-- START OF Data rows --
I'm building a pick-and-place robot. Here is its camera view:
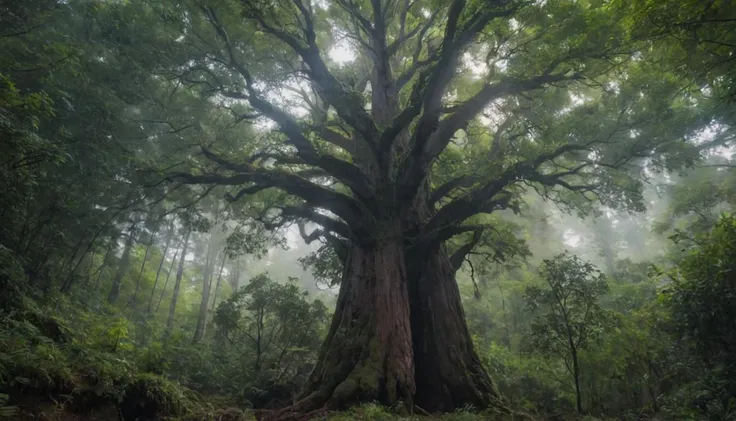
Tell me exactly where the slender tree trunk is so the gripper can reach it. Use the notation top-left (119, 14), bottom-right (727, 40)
top-left (130, 231), bottom-right (156, 311)
top-left (286, 233), bottom-right (416, 416)
top-left (107, 225), bottom-right (135, 304)
top-left (232, 258), bottom-right (240, 292)
top-left (410, 248), bottom-right (506, 412)
top-left (210, 253), bottom-right (227, 312)
top-left (146, 225), bottom-right (178, 314)
top-left (570, 346), bottom-right (583, 414)
top-left (192, 246), bottom-right (217, 344)
top-left (151, 238), bottom-right (184, 313)
top-left (95, 237), bottom-right (118, 291)
top-left (166, 228), bottom-right (192, 337)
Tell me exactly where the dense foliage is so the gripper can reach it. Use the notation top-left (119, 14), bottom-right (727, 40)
top-left (0, 0), bottom-right (736, 421)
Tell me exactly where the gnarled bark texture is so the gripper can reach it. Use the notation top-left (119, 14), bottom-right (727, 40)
top-left (291, 230), bottom-right (416, 412)
top-left (409, 248), bottom-right (504, 412)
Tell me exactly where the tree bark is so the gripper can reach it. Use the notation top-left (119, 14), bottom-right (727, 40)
top-left (130, 230), bottom-right (157, 311)
top-left (146, 220), bottom-right (174, 314)
top-left (107, 226), bottom-right (135, 304)
top-left (210, 253), bottom-right (227, 312)
top-left (410, 248), bottom-right (506, 412)
top-left (166, 228), bottom-right (192, 337)
top-left (155, 238), bottom-right (184, 313)
top-left (192, 238), bottom-right (217, 344)
top-left (277, 233), bottom-right (416, 419)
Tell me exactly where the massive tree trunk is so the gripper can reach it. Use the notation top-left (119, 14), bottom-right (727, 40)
top-left (409, 247), bottom-right (505, 412)
top-left (289, 228), bottom-right (416, 412)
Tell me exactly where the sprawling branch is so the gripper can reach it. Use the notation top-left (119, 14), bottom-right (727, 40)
top-left (278, 206), bottom-right (353, 244)
top-left (429, 175), bottom-right (481, 204)
top-left (450, 226), bottom-right (485, 272)
top-left (204, 6), bottom-right (371, 206)
top-left (402, 74), bottom-right (580, 191)
top-left (423, 73), bottom-right (582, 161)
top-left (246, 0), bottom-right (378, 148)
top-left (425, 144), bottom-right (589, 233)
top-left (175, 152), bottom-right (362, 224)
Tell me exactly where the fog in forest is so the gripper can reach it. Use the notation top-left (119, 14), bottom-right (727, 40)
top-left (0, 0), bottom-right (736, 421)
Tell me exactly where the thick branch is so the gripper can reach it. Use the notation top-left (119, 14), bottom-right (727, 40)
top-left (429, 175), bottom-right (481, 203)
top-left (169, 162), bottom-right (362, 224)
top-left (243, 1), bottom-right (378, 148)
top-left (425, 144), bottom-right (589, 232)
top-left (450, 226), bottom-right (485, 272)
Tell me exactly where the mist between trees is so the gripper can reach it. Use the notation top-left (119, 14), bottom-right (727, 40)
top-left (0, 0), bottom-right (736, 421)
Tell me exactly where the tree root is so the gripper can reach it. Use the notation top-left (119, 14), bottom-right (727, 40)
top-left (255, 406), bottom-right (329, 421)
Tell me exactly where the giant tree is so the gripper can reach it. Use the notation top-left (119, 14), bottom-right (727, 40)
top-left (155, 0), bottom-right (724, 412)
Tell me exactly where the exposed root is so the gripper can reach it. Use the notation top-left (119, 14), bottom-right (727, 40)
top-left (414, 404), bottom-right (432, 417)
top-left (255, 405), bottom-right (329, 421)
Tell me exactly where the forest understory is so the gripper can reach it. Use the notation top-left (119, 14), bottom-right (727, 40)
top-left (0, 0), bottom-right (736, 421)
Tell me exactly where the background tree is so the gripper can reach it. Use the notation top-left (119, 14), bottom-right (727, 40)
top-left (526, 254), bottom-right (610, 412)
top-left (152, 0), bottom-right (728, 411)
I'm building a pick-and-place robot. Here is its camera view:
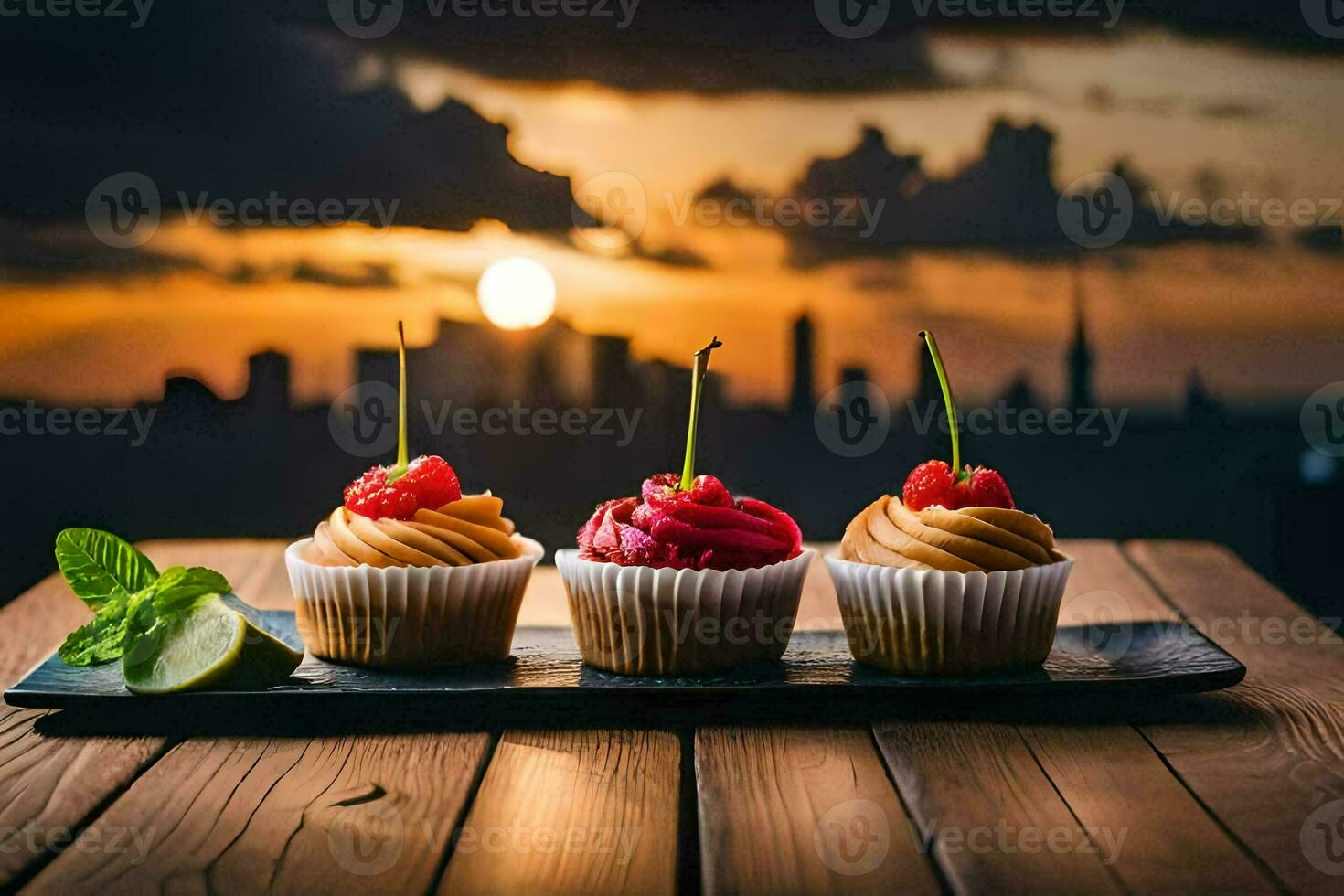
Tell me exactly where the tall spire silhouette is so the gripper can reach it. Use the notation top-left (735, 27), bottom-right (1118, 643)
top-left (1067, 260), bottom-right (1097, 409)
top-left (789, 312), bottom-right (817, 416)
-- END OF Data rows --
● **Task description**:
Set out all of the material above as a Markdown table with two columns, Row and Line, numbering each line in order. Skip blank lines and leave out the pictures.

● **Exercise answer**:
| Row | Line |
|---|---|
| 1 | I'm building a pick-and-place robot. Here is its camera view: |
| 2 | Tell me exactly where the slender tree trunk is so the gripper can reach it. Use the notation top-left (119, 14), bottom-right (727, 40) |
| 3 | top-left (130, 231), bottom-right (156, 311) |
| 4 | top-left (286, 233), bottom-right (416, 416) |
| 5 | top-left (107, 225), bottom-right (135, 304) |
| 6 | top-left (232, 258), bottom-right (240, 292) |
| 7 | top-left (410, 248), bottom-right (506, 412) |
| 8 | top-left (210, 253), bottom-right (227, 312) |
| 9 | top-left (146, 225), bottom-right (178, 314) |
| 10 | top-left (570, 346), bottom-right (583, 414) |
| 11 | top-left (192, 246), bottom-right (217, 344) |
| 12 | top-left (151, 238), bottom-right (184, 313) |
| 13 | top-left (95, 237), bottom-right (118, 291) |
| 14 | top-left (166, 228), bottom-right (192, 337) |
| 15 | Tell me exactly where the dense foliage is so the gripper can reach it. Use the notation top-left (119, 14), bottom-right (727, 40) |
| 16 | top-left (0, 0), bottom-right (736, 421) |
| 17 | Tell me exactly where the gnarled bark texture is so the gripper can reach it. Use the notation top-left (119, 14), bottom-right (727, 40) |
| 18 | top-left (291, 230), bottom-right (416, 412) |
| 19 | top-left (409, 248), bottom-right (504, 412) |
| 20 | Tell me exactly where the tree bark is so the gripper can reach it. Use the notation top-left (119, 14), bottom-right (727, 40) |
| 21 | top-left (130, 230), bottom-right (157, 311) |
| 22 | top-left (146, 220), bottom-right (174, 314) |
| 23 | top-left (107, 226), bottom-right (135, 304) |
| 24 | top-left (210, 253), bottom-right (227, 312) |
| 25 | top-left (410, 248), bottom-right (506, 412) |
| 26 | top-left (166, 228), bottom-right (192, 337) |
| 27 | top-left (155, 238), bottom-right (184, 313) |
| 28 | top-left (192, 238), bottom-right (217, 344) |
| 29 | top-left (277, 233), bottom-right (416, 419) |
| 30 | Tell me exactly where the massive tree trunk is so the gripper can reach it. Use the notation top-left (119, 14), bottom-right (727, 40) |
| 31 | top-left (409, 247), bottom-right (505, 412) |
| 32 | top-left (289, 228), bottom-right (416, 412) |
| 33 | Tell me exactly where the sprawling branch is so the gripper can reach it. Use the notation top-left (119, 14), bottom-right (727, 40) |
| 34 | top-left (278, 206), bottom-right (353, 244) |
| 35 | top-left (429, 175), bottom-right (481, 204) |
| 36 | top-left (450, 226), bottom-right (485, 272) |
| 37 | top-left (204, 6), bottom-right (371, 206) |
| 38 | top-left (402, 74), bottom-right (580, 191) |
| 39 | top-left (423, 73), bottom-right (582, 161) |
| 40 | top-left (246, 0), bottom-right (378, 148) |
| 41 | top-left (425, 144), bottom-right (589, 233) |
| 42 | top-left (175, 152), bottom-right (362, 224) |
| 43 | Tell me exactly where the fog in forest is so the gripper can reach it. Use the notation top-left (119, 14), bottom-right (727, 40) |
| 44 | top-left (0, 0), bottom-right (736, 421) |
| 45 | Tell me exactly where the thick branch is so the gripper can reach it. Use the notation top-left (119, 14), bottom-right (727, 40) |
| 46 | top-left (429, 175), bottom-right (481, 203) |
| 47 | top-left (169, 162), bottom-right (362, 224) |
| 48 | top-left (243, 1), bottom-right (378, 148) |
| 49 | top-left (425, 144), bottom-right (589, 232) |
| 50 | top-left (450, 226), bottom-right (485, 272) |
| 51 | Tell me exactly where the mist between trees is so the gripper can reach it. Use the notation top-left (119, 14), bottom-right (727, 40) |
| 52 | top-left (0, 0), bottom-right (736, 421) |
| 53 | Tell me exactly where the tree root is so the gripper can reach it. Use the notation top-left (119, 14), bottom-right (727, 40) |
| 54 | top-left (255, 406), bottom-right (329, 421) |
| 55 | Tell me exactly where the giant tree is so the gripper can reach it. Use the notation top-left (119, 14), bottom-right (727, 40) |
| 56 | top-left (155, 0), bottom-right (724, 412) |
| 57 | Tell me exactly where the exposed root is so the gripper can reach it. Use the notation top-left (119, 14), bottom-right (727, 40) |
| 58 | top-left (414, 404), bottom-right (432, 417) |
| 59 | top-left (255, 405), bottom-right (329, 421) |
| 60 | Tell me exactly where the forest understory is so the gripper can reach it. Use the notation top-left (119, 14), bottom-right (727, 40) |
| 61 | top-left (0, 0), bottom-right (736, 421) |
| 62 | Tell me exactly where the background tree is so the gripper can reach it. Use the notation top-left (119, 14), bottom-right (727, 40) |
| 63 | top-left (526, 254), bottom-right (610, 412) |
| 64 | top-left (152, 0), bottom-right (728, 411) |
| 65 | I'm building a pick-and-place robot. Here is its camera view: |
| 66 | Tell me exactly where the tall spire silhouette is so the gripper can reach it. Use the notation top-left (735, 27), bottom-right (1118, 643) |
| 67 | top-left (1067, 260), bottom-right (1097, 409) |
| 68 | top-left (789, 312), bottom-right (817, 416) |